• **Texto del documento**
>>>>
Y de esta infeliz conjunción, se suceden, en
opinión de Belisario Quevedo:
‘Ligereza, movilidad, horror a los grandes
esfuerzos, sobre todo a los esfuerzos continuados y monótonos; propensión a una
pereza agitada que hace más ruido que trabajo; preferencia de un trabajo
violento de poca duración a un trabajo reposado y duradero, tomado en dosis
proporcionadas; abandono de los negocios para última hora, contando siempre con
el azar y la suerte por no querer o no poder prever las contingencias más
inevitables, tales son los rasgos más salientes de nuestro carácter’.
Así ya no hay sociedad ecuatoriana posible, pero
es que Belisario recién empieza.
<<<<
• **Extractos de entradas**
>>>>
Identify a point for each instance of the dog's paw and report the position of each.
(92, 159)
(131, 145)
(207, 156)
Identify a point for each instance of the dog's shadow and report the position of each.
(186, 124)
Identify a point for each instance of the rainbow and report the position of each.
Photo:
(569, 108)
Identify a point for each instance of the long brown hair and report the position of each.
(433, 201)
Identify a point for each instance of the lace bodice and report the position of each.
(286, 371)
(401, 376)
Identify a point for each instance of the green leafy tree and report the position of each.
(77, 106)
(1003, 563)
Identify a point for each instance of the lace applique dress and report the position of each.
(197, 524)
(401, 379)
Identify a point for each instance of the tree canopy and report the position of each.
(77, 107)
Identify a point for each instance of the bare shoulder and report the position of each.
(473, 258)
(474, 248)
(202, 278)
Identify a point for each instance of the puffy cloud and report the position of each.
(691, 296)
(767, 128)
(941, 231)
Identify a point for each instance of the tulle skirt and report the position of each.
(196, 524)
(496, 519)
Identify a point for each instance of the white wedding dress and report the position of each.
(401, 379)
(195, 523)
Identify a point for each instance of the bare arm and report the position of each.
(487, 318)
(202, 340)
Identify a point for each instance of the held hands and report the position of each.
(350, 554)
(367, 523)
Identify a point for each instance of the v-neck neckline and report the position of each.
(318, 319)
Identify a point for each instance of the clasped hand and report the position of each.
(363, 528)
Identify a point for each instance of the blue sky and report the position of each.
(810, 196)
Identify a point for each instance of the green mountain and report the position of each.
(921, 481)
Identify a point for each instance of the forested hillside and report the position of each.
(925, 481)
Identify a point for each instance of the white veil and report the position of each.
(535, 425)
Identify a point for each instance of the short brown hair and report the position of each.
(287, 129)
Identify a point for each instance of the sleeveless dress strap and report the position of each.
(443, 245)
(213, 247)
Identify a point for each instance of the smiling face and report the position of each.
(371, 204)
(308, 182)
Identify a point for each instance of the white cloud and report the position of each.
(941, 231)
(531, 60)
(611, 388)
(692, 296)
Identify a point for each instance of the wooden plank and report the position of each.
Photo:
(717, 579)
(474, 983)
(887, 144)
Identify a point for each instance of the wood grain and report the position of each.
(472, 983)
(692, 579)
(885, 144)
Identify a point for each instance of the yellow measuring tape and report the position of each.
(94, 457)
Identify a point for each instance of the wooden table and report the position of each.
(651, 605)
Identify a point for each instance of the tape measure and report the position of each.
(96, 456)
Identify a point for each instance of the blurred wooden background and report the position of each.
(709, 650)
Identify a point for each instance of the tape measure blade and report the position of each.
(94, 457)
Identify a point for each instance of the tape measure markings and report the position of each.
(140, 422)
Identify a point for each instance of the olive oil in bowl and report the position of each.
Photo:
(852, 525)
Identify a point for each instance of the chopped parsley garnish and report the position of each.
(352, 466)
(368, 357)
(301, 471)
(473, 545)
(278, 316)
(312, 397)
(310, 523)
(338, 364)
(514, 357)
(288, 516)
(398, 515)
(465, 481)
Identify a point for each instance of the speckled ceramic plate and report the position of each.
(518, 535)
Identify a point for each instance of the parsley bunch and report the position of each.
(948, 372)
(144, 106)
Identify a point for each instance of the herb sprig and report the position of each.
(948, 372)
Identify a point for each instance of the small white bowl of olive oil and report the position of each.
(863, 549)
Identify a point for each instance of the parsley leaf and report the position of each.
<<<<
• **Lista de tareas**
(1) Según el texto sobre el carácter ecuatoriano, ¿qué clase de trabajo se prefiere a uno reposado y duradero?
(2) Prosigue el texto sobre el carácter ecuatoriano a partir de su última oración.

• **Resultados de tareas**
(1) Un trabajo violento de poca duración.

(2)
En materia política, Belisario Quevedo nos
sitúa en una etapa muy primitiva: ‘Los
ecuatorianos sentimos una innata necesidad de tutela gubernativa, generada por
nuestra incapacidad para gobernarnos. A este respecto estamos todavía en los
tiempos heroicos de Grecia y Roma; estamos en los tiempos primitivos en los
que, como dice Montesquieu, son los individuos los que forman al Estado y no el
Estado el que forma a los individuos. Sentimos la necesidad de un caudillo, de
un salvador, de un héroe…’. Y concluye: ‘En el Ecuador estamos todavía en la época en que un nombre resume toda
la labor social; la historia ecuatoriana es la historia de Flores, de García
Moreno y de Alfaro. Estos nombres significan épocas históricas, tanto como
Hércules, Teseo o Rómulo; épocas históricas, en las cuales la masa social es o
pesa como si fuera nada’. A esos nombres debe sumársele, mírese la
actualidad, el nombre de Correa.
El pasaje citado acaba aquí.